:: Aim ::
Exactly retype the lines below from the one containing "Phrase: green field" through the end of the listing. Leave pictures out.
========================================
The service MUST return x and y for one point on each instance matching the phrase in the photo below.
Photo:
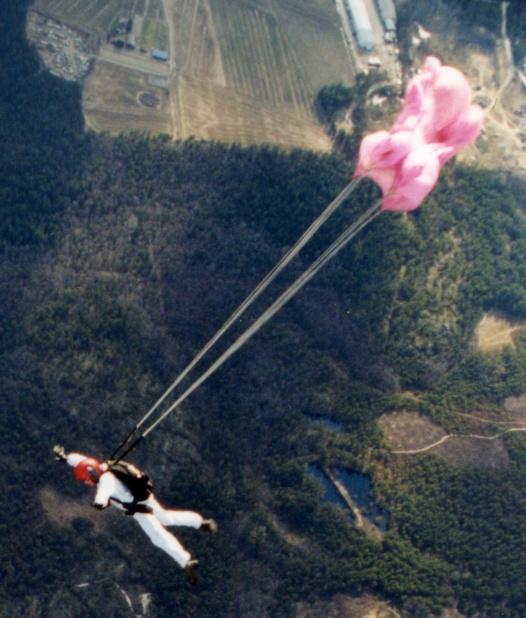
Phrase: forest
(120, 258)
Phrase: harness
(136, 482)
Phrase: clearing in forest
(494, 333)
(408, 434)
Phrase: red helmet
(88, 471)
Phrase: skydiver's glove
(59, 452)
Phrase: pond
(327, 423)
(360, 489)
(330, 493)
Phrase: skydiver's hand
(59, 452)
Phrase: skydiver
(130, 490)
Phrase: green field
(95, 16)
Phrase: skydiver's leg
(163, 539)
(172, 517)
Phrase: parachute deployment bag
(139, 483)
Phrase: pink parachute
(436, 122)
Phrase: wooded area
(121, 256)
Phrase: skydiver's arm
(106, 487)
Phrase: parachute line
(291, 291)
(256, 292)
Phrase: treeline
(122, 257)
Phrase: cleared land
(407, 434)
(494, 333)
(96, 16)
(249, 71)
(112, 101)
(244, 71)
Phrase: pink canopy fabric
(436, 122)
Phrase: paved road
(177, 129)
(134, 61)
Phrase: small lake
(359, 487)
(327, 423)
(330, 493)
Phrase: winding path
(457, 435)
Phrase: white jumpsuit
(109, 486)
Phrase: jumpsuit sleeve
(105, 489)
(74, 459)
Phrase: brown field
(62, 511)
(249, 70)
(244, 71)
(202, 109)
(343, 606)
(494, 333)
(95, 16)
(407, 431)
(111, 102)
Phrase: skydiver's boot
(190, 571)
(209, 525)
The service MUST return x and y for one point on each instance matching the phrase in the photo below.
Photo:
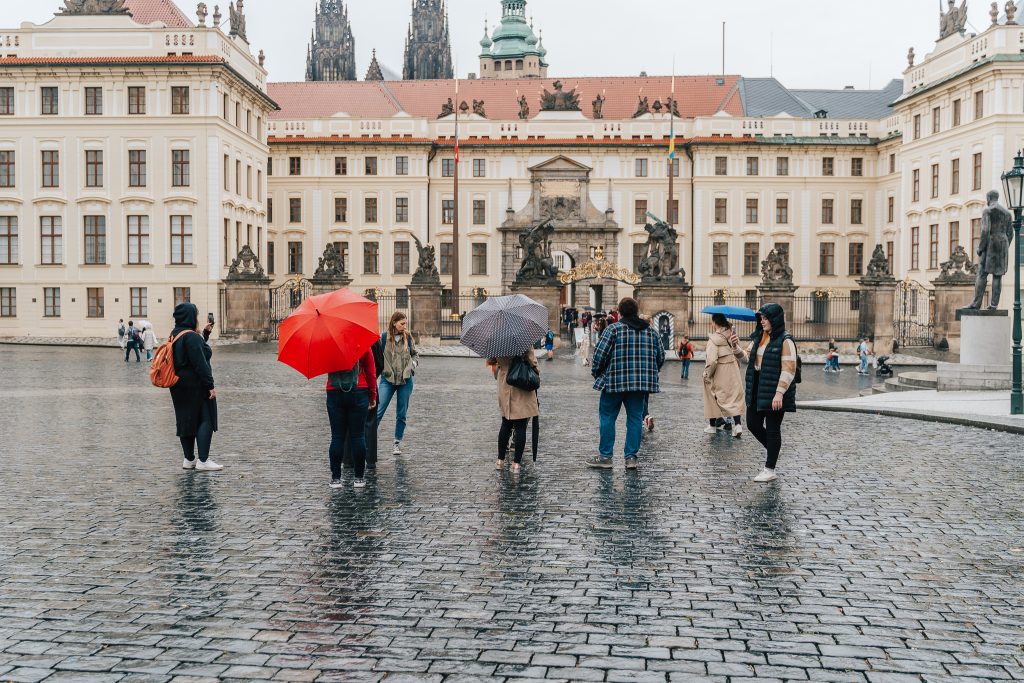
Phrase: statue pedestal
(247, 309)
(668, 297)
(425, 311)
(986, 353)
========================================
:: Task answer ::
Phrase: green field
(95, 16)
Phrase: skydiver's leg
(163, 539)
(172, 517)
Phrase: parachute deployment bag
(139, 483)
Phrase: pink parachute
(436, 122)
Phrase: wooded area
(121, 256)
Phrase: skydiver's arm
(106, 487)
Phrase: parachute line
(291, 291)
(256, 292)
Phrase: treeline
(122, 257)
Phrase: cleared land
(407, 434)
(494, 333)
(96, 16)
(249, 71)
(112, 101)
(244, 71)
Phrase: pink canopy fabric
(436, 122)
Phrase: paved road
(177, 129)
(134, 61)
Phrase: small lake
(359, 487)
(327, 423)
(330, 493)
Phrase: winding path
(457, 435)
Phrase: white jumpsuit
(109, 486)
Phrase: jumpsuit sleeve
(105, 489)
(74, 459)
Phrase: brown field
(62, 511)
(249, 70)
(244, 71)
(202, 109)
(343, 606)
(494, 333)
(95, 16)
(407, 431)
(111, 102)
Phrase: skydiver's boot
(190, 571)
(209, 525)
The service MUST return x and y for one point on each instance matching the phrase in the photo below.
Photo:
Phrase: statue pedestal
(247, 309)
(668, 297)
(425, 311)
(986, 353)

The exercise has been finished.